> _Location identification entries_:
+ + + +

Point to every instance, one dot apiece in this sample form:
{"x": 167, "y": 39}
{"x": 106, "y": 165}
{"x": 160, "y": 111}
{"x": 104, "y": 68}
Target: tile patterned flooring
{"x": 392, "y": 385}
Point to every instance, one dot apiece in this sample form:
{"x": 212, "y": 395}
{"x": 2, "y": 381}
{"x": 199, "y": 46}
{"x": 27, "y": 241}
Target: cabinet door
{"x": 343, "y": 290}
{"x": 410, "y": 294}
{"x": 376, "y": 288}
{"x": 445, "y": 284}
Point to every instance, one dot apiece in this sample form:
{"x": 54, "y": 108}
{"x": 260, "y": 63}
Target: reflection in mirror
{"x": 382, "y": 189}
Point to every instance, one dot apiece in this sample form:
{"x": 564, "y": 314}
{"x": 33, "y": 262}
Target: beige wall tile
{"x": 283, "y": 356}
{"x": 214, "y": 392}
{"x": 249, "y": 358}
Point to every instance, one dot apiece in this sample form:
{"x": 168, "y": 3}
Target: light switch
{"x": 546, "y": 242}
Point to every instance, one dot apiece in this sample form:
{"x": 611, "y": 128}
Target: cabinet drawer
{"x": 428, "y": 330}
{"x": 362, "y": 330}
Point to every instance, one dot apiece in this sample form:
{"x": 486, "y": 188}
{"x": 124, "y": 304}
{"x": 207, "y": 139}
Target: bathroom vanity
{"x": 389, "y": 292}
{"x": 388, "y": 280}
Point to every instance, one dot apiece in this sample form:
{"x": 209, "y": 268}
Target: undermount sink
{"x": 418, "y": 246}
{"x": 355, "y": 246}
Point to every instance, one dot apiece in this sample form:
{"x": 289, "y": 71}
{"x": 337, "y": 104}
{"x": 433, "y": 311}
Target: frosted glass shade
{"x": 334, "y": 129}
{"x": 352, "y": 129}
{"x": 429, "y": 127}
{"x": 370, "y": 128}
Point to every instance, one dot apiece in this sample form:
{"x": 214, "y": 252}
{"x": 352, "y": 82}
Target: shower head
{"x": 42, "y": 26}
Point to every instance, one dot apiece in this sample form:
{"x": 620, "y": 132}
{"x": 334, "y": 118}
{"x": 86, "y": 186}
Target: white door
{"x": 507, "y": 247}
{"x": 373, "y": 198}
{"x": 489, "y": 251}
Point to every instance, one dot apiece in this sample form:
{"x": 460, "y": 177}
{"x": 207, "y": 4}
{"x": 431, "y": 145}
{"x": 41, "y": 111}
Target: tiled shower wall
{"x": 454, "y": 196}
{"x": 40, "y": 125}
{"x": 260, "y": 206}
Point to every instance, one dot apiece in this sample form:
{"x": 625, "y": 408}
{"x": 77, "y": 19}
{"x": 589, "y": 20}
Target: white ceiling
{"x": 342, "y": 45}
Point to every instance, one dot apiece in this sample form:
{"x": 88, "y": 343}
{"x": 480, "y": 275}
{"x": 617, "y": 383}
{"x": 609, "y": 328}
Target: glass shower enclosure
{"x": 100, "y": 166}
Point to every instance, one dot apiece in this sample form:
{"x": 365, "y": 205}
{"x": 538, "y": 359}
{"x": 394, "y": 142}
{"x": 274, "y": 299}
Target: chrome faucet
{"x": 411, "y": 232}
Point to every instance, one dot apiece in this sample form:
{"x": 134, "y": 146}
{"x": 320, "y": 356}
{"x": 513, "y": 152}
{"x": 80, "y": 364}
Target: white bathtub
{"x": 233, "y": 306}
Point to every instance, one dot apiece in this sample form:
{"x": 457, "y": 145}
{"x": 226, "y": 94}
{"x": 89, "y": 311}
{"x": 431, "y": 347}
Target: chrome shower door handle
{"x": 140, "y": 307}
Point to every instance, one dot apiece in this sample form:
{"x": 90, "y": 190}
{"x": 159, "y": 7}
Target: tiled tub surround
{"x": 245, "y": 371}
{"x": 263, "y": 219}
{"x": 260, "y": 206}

+ + + +

Which lines of the records above contain the word "white"? Return each of those lines in full.

Target: white door
Target: white ceiling
Target: white bathtub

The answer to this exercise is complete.